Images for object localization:
+-------+

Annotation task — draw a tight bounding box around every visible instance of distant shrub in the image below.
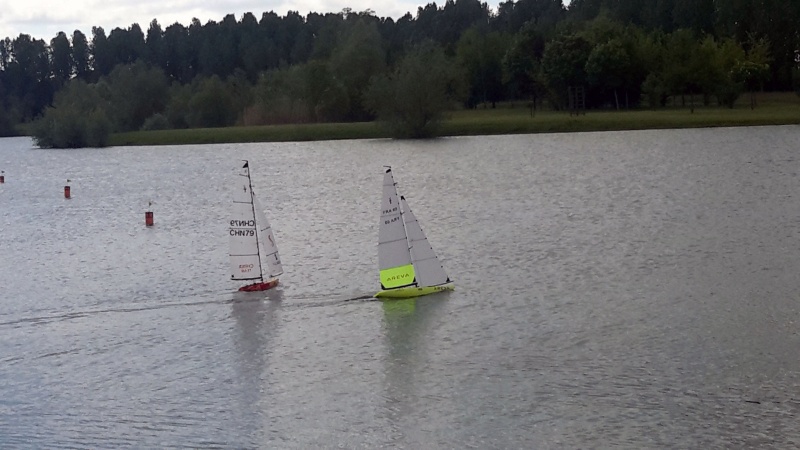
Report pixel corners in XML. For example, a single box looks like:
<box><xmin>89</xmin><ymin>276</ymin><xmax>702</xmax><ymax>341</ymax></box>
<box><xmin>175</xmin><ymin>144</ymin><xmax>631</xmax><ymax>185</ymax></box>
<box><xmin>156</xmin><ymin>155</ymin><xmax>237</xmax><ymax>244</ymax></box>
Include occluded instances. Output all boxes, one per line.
<box><xmin>0</xmin><ymin>108</ymin><xmax>16</xmax><ymax>137</ymax></box>
<box><xmin>141</xmin><ymin>113</ymin><xmax>170</xmax><ymax>131</ymax></box>
<box><xmin>364</xmin><ymin>42</ymin><xmax>464</xmax><ymax>138</ymax></box>
<box><xmin>30</xmin><ymin>80</ymin><xmax>111</xmax><ymax>148</ymax></box>
<box><xmin>715</xmin><ymin>79</ymin><xmax>742</xmax><ymax>108</ymax></box>
<box><xmin>31</xmin><ymin>106</ymin><xmax>111</xmax><ymax>148</ymax></box>
<box><xmin>641</xmin><ymin>73</ymin><xmax>668</xmax><ymax>108</ymax></box>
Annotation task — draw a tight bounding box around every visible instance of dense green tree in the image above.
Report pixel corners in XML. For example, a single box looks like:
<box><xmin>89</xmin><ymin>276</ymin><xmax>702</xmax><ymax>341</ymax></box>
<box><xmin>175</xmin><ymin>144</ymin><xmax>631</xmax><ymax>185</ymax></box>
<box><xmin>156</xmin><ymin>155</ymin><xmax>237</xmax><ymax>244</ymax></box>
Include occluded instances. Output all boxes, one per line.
<box><xmin>163</xmin><ymin>23</ymin><xmax>194</xmax><ymax>83</ymax></box>
<box><xmin>108</xmin><ymin>24</ymin><xmax>146</xmax><ymax>65</ymax></box>
<box><xmin>307</xmin><ymin>62</ymin><xmax>350</xmax><ymax>121</ymax></box>
<box><xmin>187</xmin><ymin>75</ymin><xmax>237</xmax><ymax>127</ymax></box>
<box><xmin>438</xmin><ymin>0</ymin><xmax>492</xmax><ymax>46</ymax></box>
<box><xmin>72</xmin><ymin>30</ymin><xmax>90</xmax><ymax>80</ymax></box>
<box><xmin>307</xmin><ymin>11</ymin><xmax>344</xmax><ymax>61</ymax></box>
<box><xmin>364</xmin><ymin>42</ymin><xmax>465</xmax><ymax>138</ymax></box>
<box><xmin>283</xmin><ymin>11</ymin><xmax>311</xmax><ymax>64</ymax></box>
<box><xmin>456</xmin><ymin>27</ymin><xmax>508</xmax><ymax>108</ymax></box>
<box><xmin>91</xmin><ymin>27</ymin><xmax>114</xmax><ymax>78</ymax></box>
<box><xmin>414</xmin><ymin>3</ymin><xmax>441</xmax><ymax>45</ymax></box>
<box><xmin>494</xmin><ymin>0</ymin><xmax>565</xmax><ymax>34</ymax></box>
<box><xmin>541</xmin><ymin>33</ymin><xmax>592</xmax><ymax>108</ymax></box>
<box><xmin>584</xmin><ymin>39</ymin><xmax>630</xmax><ymax>109</ymax></box>
<box><xmin>145</xmin><ymin>20</ymin><xmax>166</xmax><ymax>70</ymax></box>
<box><xmin>49</xmin><ymin>32</ymin><xmax>72</xmax><ymax>87</ymax></box>
<box><xmin>238</xmin><ymin>12</ymin><xmax>278</xmax><ymax>82</ymax></box>
<box><xmin>502</xmin><ymin>23</ymin><xmax>547</xmax><ymax>104</ymax></box>
<box><xmin>565</xmin><ymin>0</ymin><xmax>604</xmax><ymax>23</ymax></box>
<box><xmin>30</xmin><ymin>79</ymin><xmax>111</xmax><ymax>148</ymax></box>
<box><xmin>4</xmin><ymin>34</ymin><xmax>52</xmax><ymax>120</ymax></box>
<box><xmin>252</xmin><ymin>63</ymin><xmax>331</xmax><ymax>124</ymax></box>
<box><xmin>328</xmin><ymin>18</ymin><xmax>386</xmax><ymax>121</ymax></box>
<box><xmin>660</xmin><ymin>30</ymin><xmax>718</xmax><ymax>109</ymax></box>
<box><xmin>103</xmin><ymin>61</ymin><xmax>170</xmax><ymax>131</ymax></box>
<box><xmin>164</xmin><ymin>82</ymin><xmax>192</xmax><ymax>128</ymax></box>
<box><xmin>225</xmin><ymin>68</ymin><xmax>255</xmax><ymax>123</ymax></box>
<box><xmin>731</xmin><ymin>36</ymin><xmax>771</xmax><ymax>108</ymax></box>
<box><xmin>715</xmin><ymin>0</ymin><xmax>798</xmax><ymax>89</ymax></box>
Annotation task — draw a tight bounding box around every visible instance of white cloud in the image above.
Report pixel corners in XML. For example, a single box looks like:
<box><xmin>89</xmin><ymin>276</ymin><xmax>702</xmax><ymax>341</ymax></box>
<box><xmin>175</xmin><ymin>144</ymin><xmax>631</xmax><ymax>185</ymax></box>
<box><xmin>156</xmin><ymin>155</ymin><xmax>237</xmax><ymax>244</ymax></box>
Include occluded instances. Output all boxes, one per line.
<box><xmin>0</xmin><ymin>0</ymin><xmax>439</xmax><ymax>40</ymax></box>
<box><xmin>1</xmin><ymin>0</ymin><xmax>569</xmax><ymax>41</ymax></box>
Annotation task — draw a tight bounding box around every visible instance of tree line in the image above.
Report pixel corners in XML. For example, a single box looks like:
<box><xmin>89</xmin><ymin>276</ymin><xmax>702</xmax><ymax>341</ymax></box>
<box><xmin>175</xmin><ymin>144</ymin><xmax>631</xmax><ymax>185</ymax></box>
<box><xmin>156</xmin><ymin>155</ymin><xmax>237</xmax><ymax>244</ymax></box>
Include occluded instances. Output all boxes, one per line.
<box><xmin>0</xmin><ymin>0</ymin><xmax>798</xmax><ymax>145</ymax></box>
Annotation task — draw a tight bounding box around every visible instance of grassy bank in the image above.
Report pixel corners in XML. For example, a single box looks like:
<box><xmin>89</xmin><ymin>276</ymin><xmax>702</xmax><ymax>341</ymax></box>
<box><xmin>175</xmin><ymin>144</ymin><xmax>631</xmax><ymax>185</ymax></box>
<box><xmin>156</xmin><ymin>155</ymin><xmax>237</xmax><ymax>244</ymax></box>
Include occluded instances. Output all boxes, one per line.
<box><xmin>109</xmin><ymin>92</ymin><xmax>800</xmax><ymax>147</ymax></box>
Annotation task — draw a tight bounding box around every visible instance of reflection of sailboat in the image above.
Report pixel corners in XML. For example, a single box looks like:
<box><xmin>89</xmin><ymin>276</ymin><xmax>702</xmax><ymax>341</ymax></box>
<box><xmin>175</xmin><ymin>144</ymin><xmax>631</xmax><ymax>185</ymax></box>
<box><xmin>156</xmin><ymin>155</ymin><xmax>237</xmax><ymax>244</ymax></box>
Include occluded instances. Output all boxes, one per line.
<box><xmin>230</xmin><ymin>289</ymin><xmax>283</xmax><ymax>443</ymax></box>
<box><xmin>376</xmin><ymin>167</ymin><xmax>454</xmax><ymax>298</ymax></box>
<box><xmin>380</xmin><ymin>296</ymin><xmax>446</xmax><ymax>436</ymax></box>
<box><xmin>230</xmin><ymin>161</ymin><xmax>283</xmax><ymax>292</ymax></box>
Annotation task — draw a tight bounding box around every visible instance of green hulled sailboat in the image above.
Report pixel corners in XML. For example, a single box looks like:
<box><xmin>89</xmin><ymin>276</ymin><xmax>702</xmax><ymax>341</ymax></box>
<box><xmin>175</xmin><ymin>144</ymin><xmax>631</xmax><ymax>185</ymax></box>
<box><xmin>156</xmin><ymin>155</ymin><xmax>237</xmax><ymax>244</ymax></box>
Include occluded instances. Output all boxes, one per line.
<box><xmin>375</xmin><ymin>167</ymin><xmax>454</xmax><ymax>299</ymax></box>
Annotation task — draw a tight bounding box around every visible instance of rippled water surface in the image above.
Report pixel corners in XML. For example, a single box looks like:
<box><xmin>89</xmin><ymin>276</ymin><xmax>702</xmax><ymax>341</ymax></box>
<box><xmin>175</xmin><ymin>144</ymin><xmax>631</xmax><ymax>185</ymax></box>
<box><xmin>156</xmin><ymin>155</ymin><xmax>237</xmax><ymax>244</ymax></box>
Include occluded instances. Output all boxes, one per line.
<box><xmin>2</xmin><ymin>127</ymin><xmax>800</xmax><ymax>448</ymax></box>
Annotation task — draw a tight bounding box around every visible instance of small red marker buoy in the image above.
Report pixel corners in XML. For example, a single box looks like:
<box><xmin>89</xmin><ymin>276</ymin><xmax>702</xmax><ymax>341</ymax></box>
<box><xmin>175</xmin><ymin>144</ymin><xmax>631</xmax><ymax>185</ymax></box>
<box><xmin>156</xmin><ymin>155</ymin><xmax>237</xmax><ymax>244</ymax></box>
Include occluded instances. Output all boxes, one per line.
<box><xmin>64</xmin><ymin>183</ymin><xmax>71</xmax><ymax>199</ymax></box>
<box><xmin>0</xmin><ymin>170</ymin><xmax>5</xmax><ymax>183</ymax></box>
<box><xmin>145</xmin><ymin>200</ymin><xmax>154</xmax><ymax>226</ymax></box>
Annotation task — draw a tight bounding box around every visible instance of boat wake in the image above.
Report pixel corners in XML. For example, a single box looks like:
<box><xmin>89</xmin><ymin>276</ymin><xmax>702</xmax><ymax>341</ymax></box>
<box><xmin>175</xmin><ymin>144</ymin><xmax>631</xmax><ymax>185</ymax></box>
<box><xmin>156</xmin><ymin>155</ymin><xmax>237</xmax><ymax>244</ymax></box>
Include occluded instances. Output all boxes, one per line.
<box><xmin>343</xmin><ymin>294</ymin><xmax>377</xmax><ymax>302</ymax></box>
<box><xmin>0</xmin><ymin>291</ymin><xmax>378</xmax><ymax>330</ymax></box>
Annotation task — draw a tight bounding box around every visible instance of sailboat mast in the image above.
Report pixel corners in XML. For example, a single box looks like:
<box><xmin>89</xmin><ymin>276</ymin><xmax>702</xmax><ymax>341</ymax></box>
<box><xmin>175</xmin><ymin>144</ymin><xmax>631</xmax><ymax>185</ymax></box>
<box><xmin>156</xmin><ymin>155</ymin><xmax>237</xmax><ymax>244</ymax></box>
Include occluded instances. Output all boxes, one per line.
<box><xmin>389</xmin><ymin>166</ymin><xmax>418</xmax><ymax>288</ymax></box>
<box><xmin>244</xmin><ymin>161</ymin><xmax>265</xmax><ymax>282</ymax></box>
<box><xmin>397</xmin><ymin>194</ymin><xmax>418</xmax><ymax>287</ymax></box>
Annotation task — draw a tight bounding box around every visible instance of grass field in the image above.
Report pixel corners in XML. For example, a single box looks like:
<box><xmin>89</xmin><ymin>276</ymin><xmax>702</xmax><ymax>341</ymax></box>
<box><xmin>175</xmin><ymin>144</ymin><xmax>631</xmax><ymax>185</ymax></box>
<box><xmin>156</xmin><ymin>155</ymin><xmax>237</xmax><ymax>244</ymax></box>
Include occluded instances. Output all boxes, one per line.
<box><xmin>109</xmin><ymin>92</ymin><xmax>800</xmax><ymax>147</ymax></box>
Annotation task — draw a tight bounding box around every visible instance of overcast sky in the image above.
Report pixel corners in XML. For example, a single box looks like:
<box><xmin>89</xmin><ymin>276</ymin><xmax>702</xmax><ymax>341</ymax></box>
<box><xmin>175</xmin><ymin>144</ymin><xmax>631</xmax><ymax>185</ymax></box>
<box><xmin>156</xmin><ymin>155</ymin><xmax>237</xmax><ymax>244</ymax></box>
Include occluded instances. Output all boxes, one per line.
<box><xmin>1</xmin><ymin>0</ymin><xmax>570</xmax><ymax>42</ymax></box>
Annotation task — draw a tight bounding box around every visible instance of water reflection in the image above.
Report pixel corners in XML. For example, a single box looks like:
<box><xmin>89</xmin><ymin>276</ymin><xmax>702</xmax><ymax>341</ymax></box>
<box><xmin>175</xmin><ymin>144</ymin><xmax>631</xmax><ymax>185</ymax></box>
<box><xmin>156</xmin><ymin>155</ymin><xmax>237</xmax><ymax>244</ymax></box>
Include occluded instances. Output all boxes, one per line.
<box><xmin>229</xmin><ymin>288</ymin><xmax>283</xmax><ymax>444</ymax></box>
<box><xmin>380</xmin><ymin>295</ymin><xmax>448</xmax><ymax>442</ymax></box>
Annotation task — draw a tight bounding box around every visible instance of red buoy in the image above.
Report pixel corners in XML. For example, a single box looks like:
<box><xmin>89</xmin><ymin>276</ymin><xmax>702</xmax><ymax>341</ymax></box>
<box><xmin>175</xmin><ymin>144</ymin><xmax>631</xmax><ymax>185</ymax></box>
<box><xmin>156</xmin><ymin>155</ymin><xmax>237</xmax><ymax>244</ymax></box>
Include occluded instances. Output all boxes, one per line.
<box><xmin>64</xmin><ymin>185</ymin><xmax>71</xmax><ymax>199</ymax></box>
<box><xmin>145</xmin><ymin>211</ymin><xmax>154</xmax><ymax>226</ymax></box>
<box><xmin>0</xmin><ymin>171</ymin><xmax>5</xmax><ymax>183</ymax></box>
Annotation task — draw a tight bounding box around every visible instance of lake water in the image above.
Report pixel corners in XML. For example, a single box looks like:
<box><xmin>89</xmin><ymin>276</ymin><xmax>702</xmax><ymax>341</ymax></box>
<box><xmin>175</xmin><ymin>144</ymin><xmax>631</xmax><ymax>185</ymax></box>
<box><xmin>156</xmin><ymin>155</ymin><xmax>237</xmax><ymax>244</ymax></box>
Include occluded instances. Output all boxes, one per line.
<box><xmin>2</xmin><ymin>127</ymin><xmax>800</xmax><ymax>448</ymax></box>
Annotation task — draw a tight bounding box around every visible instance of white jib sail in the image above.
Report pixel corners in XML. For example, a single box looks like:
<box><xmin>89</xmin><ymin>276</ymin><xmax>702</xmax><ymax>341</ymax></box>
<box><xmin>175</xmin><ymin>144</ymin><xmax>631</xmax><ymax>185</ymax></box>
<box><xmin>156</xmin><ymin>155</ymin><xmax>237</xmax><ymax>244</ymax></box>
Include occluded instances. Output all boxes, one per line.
<box><xmin>400</xmin><ymin>196</ymin><xmax>450</xmax><ymax>287</ymax></box>
<box><xmin>378</xmin><ymin>168</ymin><xmax>415</xmax><ymax>289</ymax></box>
<box><xmin>253</xmin><ymin>195</ymin><xmax>283</xmax><ymax>278</ymax></box>
<box><xmin>230</xmin><ymin>167</ymin><xmax>263</xmax><ymax>281</ymax></box>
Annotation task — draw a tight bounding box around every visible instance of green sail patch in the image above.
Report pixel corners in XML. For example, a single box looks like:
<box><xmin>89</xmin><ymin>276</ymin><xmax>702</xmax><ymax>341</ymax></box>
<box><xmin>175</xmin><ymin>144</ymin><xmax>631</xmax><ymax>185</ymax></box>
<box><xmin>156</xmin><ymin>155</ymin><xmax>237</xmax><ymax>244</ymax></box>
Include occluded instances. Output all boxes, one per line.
<box><xmin>380</xmin><ymin>264</ymin><xmax>415</xmax><ymax>289</ymax></box>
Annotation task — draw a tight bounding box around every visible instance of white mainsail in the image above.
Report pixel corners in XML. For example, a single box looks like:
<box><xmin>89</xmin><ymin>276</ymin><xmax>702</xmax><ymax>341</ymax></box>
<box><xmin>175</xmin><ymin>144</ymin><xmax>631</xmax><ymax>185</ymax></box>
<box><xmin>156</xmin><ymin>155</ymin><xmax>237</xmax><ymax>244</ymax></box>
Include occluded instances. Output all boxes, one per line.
<box><xmin>400</xmin><ymin>195</ymin><xmax>450</xmax><ymax>287</ymax></box>
<box><xmin>229</xmin><ymin>162</ymin><xmax>282</xmax><ymax>282</ymax></box>
<box><xmin>378</xmin><ymin>168</ymin><xmax>415</xmax><ymax>289</ymax></box>
<box><xmin>230</xmin><ymin>164</ymin><xmax>262</xmax><ymax>281</ymax></box>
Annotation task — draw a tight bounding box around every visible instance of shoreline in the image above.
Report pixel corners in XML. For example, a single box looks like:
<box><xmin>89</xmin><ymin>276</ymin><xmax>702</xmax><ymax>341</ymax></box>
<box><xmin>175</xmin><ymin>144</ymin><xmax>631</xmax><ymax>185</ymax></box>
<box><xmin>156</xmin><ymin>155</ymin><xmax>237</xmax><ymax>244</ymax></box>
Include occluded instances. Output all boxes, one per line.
<box><xmin>108</xmin><ymin>113</ymin><xmax>800</xmax><ymax>147</ymax></box>
<box><xmin>111</xmin><ymin>107</ymin><xmax>800</xmax><ymax>148</ymax></box>
<box><xmin>48</xmin><ymin>92</ymin><xmax>800</xmax><ymax>147</ymax></box>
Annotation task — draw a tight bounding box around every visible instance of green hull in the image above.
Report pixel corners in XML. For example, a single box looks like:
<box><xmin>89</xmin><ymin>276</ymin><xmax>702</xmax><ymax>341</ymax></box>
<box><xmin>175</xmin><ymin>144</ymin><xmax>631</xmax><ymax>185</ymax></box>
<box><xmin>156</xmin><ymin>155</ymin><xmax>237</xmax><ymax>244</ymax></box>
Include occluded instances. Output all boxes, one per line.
<box><xmin>375</xmin><ymin>282</ymin><xmax>454</xmax><ymax>299</ymax></box>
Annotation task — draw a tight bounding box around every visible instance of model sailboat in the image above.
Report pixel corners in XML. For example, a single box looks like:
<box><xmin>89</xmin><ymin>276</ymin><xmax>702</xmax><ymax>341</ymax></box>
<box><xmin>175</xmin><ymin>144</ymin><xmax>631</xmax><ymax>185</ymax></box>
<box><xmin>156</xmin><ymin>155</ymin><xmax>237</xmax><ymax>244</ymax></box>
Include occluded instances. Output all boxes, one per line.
<box><xmin>376</xmin><ymin>167</ymin><xmax>454</xmax><ymax>298</ymax></box>
<box><xmin>229</xmin><ymin>161</ymin><xmax>283</xmax><ymax>292</ymax></box>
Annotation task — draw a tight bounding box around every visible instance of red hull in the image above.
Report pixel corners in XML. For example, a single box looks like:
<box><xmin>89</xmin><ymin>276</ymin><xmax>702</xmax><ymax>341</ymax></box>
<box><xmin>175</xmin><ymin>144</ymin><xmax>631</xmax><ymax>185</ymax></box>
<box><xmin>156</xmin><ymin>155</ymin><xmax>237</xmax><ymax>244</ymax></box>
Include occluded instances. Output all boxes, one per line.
<box><xmin>238</xmin><ymin>279</ymin><xmax>279</xmax><ymax>292</ymax></box>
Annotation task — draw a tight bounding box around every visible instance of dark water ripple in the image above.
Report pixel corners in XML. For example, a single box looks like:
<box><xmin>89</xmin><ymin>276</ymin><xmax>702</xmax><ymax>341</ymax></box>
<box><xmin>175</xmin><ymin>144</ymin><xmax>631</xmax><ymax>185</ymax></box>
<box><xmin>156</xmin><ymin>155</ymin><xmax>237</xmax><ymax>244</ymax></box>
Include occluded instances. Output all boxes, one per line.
<box><xmin>2</xmin><ymin>127</ymin><xmax>800</xmax><ymax>447</ymax></box>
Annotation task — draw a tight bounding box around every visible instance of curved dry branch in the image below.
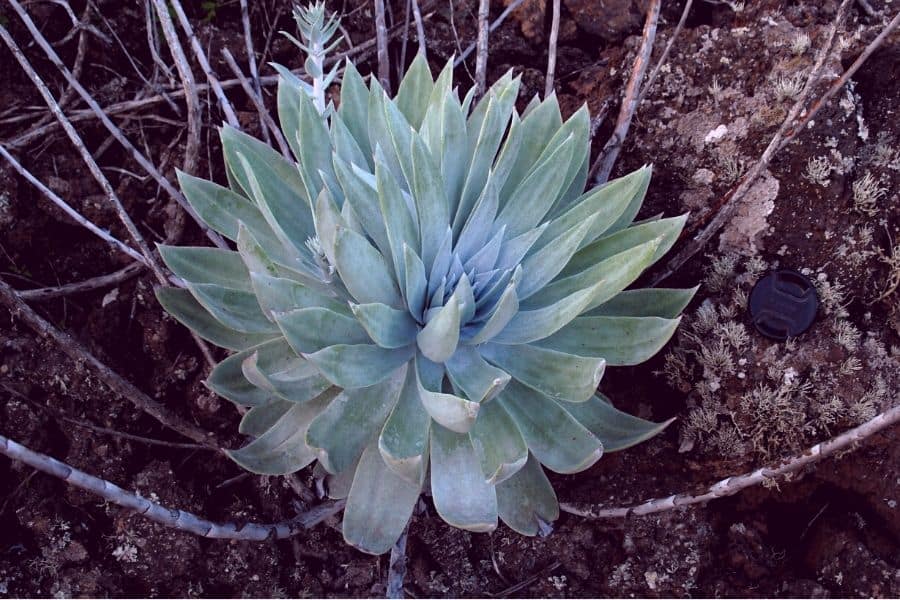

+-------+

YOUR ASSIGNMENT |
Wherever the string "sailboat" appears in a line of the records, copy that line.

OUTPUT FOR THIS TASK |
Annotation task — draw a tight bounding box around every visible instance of reflection of sailboat in the image above.
Annotation task — draw a tight bounding box around every visible instance of green hulled sailboat in the image above.
Annotation task — draw a tight bounding box around every visible instance of sailboat mast in the image above.
Annotation task — draw a tight bounding box around every visible instance of model sailboat in the image above.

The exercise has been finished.